### YOUR OBJECTIVE:
Write the data out again, exactly as given.

Point labeling dataset excerpts:
=-=-=
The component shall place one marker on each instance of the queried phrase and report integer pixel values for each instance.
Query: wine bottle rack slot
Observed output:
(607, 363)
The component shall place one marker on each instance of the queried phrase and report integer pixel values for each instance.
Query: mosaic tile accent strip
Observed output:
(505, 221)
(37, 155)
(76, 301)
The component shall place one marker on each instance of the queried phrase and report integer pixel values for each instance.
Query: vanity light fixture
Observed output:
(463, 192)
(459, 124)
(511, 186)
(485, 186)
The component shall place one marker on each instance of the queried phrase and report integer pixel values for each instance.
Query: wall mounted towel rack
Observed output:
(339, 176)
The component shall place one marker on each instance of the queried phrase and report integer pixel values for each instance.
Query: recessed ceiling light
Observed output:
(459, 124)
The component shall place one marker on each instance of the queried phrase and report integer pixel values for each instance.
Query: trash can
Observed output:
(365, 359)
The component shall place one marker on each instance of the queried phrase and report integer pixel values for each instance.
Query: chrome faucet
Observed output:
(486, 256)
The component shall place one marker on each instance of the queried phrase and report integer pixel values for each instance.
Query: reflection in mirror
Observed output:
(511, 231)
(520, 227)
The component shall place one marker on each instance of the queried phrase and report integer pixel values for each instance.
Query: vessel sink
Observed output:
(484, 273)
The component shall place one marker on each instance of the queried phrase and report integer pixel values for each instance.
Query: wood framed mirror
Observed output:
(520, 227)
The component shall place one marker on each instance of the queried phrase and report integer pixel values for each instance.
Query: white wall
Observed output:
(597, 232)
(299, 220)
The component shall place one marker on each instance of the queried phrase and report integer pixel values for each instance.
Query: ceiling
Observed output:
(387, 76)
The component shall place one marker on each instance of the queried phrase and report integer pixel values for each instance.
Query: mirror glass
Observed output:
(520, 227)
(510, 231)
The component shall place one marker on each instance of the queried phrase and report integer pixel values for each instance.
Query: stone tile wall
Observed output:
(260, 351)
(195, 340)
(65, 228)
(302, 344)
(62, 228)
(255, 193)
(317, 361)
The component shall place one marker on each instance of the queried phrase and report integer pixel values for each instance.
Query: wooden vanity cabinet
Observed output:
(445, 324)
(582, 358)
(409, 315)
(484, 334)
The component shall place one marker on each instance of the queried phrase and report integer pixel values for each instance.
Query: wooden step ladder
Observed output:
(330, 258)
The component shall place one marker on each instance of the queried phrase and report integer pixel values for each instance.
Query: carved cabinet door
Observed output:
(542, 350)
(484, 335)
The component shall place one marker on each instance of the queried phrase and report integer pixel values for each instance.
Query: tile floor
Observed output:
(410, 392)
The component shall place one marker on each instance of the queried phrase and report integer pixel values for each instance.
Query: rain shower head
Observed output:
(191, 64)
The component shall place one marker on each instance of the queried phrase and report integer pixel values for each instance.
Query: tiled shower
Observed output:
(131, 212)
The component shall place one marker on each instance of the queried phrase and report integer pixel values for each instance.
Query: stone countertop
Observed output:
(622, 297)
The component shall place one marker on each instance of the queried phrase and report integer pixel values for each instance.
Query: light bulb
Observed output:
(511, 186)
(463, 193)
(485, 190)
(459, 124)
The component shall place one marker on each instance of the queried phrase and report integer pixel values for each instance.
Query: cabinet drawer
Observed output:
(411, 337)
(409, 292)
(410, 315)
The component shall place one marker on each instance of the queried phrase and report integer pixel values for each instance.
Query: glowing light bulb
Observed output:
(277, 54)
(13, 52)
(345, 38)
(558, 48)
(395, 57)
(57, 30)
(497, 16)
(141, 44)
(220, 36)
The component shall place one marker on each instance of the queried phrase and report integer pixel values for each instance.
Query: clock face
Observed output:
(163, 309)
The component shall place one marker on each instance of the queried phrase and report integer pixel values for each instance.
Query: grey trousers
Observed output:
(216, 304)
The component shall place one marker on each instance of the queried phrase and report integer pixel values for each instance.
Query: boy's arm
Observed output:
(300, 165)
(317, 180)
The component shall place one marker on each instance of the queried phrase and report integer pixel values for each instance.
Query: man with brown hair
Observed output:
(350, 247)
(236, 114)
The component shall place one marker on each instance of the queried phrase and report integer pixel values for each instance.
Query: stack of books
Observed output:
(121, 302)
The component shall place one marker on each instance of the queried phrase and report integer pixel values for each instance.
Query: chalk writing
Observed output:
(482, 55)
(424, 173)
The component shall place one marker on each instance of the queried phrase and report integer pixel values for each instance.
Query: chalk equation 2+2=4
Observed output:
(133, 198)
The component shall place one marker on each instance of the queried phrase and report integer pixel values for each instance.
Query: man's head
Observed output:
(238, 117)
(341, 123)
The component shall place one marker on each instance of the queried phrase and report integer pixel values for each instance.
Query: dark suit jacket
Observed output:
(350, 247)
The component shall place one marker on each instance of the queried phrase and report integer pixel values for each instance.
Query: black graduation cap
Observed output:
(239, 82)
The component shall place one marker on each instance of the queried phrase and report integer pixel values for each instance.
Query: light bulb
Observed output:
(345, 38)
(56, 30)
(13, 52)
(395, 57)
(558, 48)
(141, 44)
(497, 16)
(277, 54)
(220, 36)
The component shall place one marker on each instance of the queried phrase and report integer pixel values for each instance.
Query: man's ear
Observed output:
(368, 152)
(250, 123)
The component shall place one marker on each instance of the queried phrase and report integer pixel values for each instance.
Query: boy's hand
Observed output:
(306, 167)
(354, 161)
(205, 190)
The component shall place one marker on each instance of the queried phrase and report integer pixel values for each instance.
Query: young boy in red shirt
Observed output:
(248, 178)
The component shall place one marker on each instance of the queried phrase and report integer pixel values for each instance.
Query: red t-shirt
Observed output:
=-=-=
### CORRECT RESPONSE:
The component shall place one marker on each instance of the queried phrase and report integer pixel values for each instance.
Query: wine bottle rack slot
Observed output:
(607, 363)
The component shall place one marker on each instance of the queried phrase and report integer pixel values for each instance.
Query: mosaic tile accent strip
Observed output:
(505, 221)
(37, 155)
(76, 301)
The component shall place one marker on each instance of the queried phrase and report integer pixel values for each instance.
Query: vanity light fixture
Observed output:
(463, 192)
(459, 124)
(511, 186)
(485, 186)
The component shall place one marker on each instance of the queried phrase and report integer pixel values for each instance.
Query: wall mounted towel rack
Observed output:
(339, 176)
The component shall place one marker on each instance of the queried phrase and report integer pixel values for each instance.
Query: recessed ceiling light
Observed output:
(459, 124)
The component shall place one marker on each instance of the queried phrase and report integer pixel values for each instance.
Query: trash can
Observed output:
(365, 359)
The component shall place one marker on each instance of the queried phrase and report integer pixel values for each instance.
Query: chrome faucet
Observed output:
(486, 256)
The component shall place one marker on each instance of the queried phrase and report integer pixel values for each instance.
Query: reflection in mirror
Observed output:
(511, 231)
(520, 227)
The component shall place one marker on each instance of the queried phrase and report integer pixel values for each instance.
Query: vessel sink
Observed output:
(484, 273)
The component shall place one marker on each instance of the queried phrase and report integer pixel values for each instance.
Query: wood framed mirror
Observed output:
(520, 227)
The component shall place one marker on each instance of the queried phrase and report integer pixel values for each instance.
Query: white wall
Observed output:
(597, 232)
(299, 220)
The component shall place one marker on each instance of the queried phrase and report integer pixel values for each instance.
Query: ceiling
Observed output:
(387, 76)
The component shall place one marker on each instance of the queried phrase and report integer pixel values for each instance.
Query: mirror glass
Observed output:
(520, 227)
(510, 231)
The component shall place one marker on each instance of the queried phrase and report integer pixel values for each instance.
Query: stone tile wall
Observed output:
(260, 351)
(195, 340)
(65, 228)
(302, 344)
(62, 228)
(255, 193)
(317, 361)
The component shall place one marker on each instance of the queried phrase and report integer pixel values for each instance.
Query: wooden vanity cabinet
Observed output:
(445, 324)
(582, 358)
(409, 315)
(484, 334)
The component shall place one marker on each instance of the queried phrase and report integer pixel values for each instance.
Query: wooden step ladder
Observed output:
(330, 258)
The component shall place one marker on each instance of the queried phrase and report integer pixel values for each instance.
Query: carved cabinet door
Observed output:
(542, 350)
(484, 335)
The component shall place one marker on each instance of the queried phrase and report integer pixel values for each instance.
Query: tile floor
Observed output:
(410, 392)
The component shall place one marker on each instance of the queried phrase and report integer pixel values for each instance.
Query: rain shower head
Observed output:
(191, 64)
The component shall place one marker on each instance of the queried phrase and report integer pixel values for each instance.
Query: tiled shower
Observed output:
(131, 212)
The component shall place one marker on each instance of the queried phrase and report integer pixel values for each instance.
Query: stone countertop
Observed output:
(622, 297)
The component shall place one marker on each instance of the queried phrase and report integer pixel values for each instance.
Query: light bulb
Observed output:
(511, 186)
(463, 193)
(485, 190)
(459, 124)
The component shall place one marker on each instance of the queried phrase and report integer pixel values for each instance.
Query: cabinet drawer
Observed output:
(411, 337)
(409, 292)
(410, 315)
The component shall place one marker on each instance of the queried phrase and report integer pixel values for each instance.
Query: glowing light bulb
Observed output:
(277, 54)
(13, 52)
(345, 38)
(558, 48)
(395, 57)
(57, 30)
(497, 16)
(141, 44)
(220, 36)
The component shall place one marker on each instance of the queried phrase and report integer pixel values for each instance.
Query: clock face
Observed output:
(163, 309)
The component shall place one marker on each instance of the queried phrase and report integer pixel values for each instance.
Query: grey trousers
Observed output:
(216, 304)
The component shall place one marker on each instance of the queried phrase and report integer pixel values for each instance.
Query: boy's arm
Observed output:
(300, 165)
(317, 180)
The component shall place one marker on each instance of the queried phrase and report integer pixel values for each instance.
Query: man with brown hair
Observed output:
(350, 247)
(236, 114)
The component shall place one marker on each instance of the queried phrase and report integer pixel values for each instance.
Query: stack of books
Observed output:
(121, 302)
The component shall place one marker on each instance of the queried phrase and report integer pixel values for each instance.
Query: chalk writing
Observed output:
(482, 55)
(424, 173)
The component shall place one marker on each instance of the queried phrase and report integer pixel values for each instance.
Query: chalk equation 2+2=4
Observed output:
(133, 198)
The component shall place one marker on each instance of the queried phrase and report integer pixel values for each instance.
Query: man's head
Observed output:
(238, 117)
(341, 123)
The component shall place one marker on each instance of the queried phrase and report integer pixel values for each instance.
Query: dark suit jacket
Observed output:
(350, 247)
The component shall place one marker on each instance of the queried phrase and report integer pixel values for each instance.
Query: black graduation cap
Observed output:
(239, 82)
The component shall place one marker on each instance of the queried phrase and report integer pixel values for each instance.
Query: light bulb
Observed output:
(345, 38)
(56, 30)
(13, 52)
(395, 57)
(558, 48)
(141, 44)
(497, 16)
(277, 54)
(220, 36)
The component shall place one marker on each instance of the queried phrase and report integer pixel values for each instance.
Query: man's ear
Observed output:
(368, 152)
(250, 123)
The component shall place one marker on each instance of the queried phrase and report integer pixel values for each instance.
Query: boy's hand
Observed output:
(306, 167)
(354, 161)
(205, 190)
The component shall place one marker on each instance of the queried phrase and report integer pixel values for each instance.
Query: young boy in red shirt
Observed output:
(248, 178)
The component shall place one marker on each instance of the queried phrase and report integer pixel values for each instance.
Query: red t-shirt
Observed output:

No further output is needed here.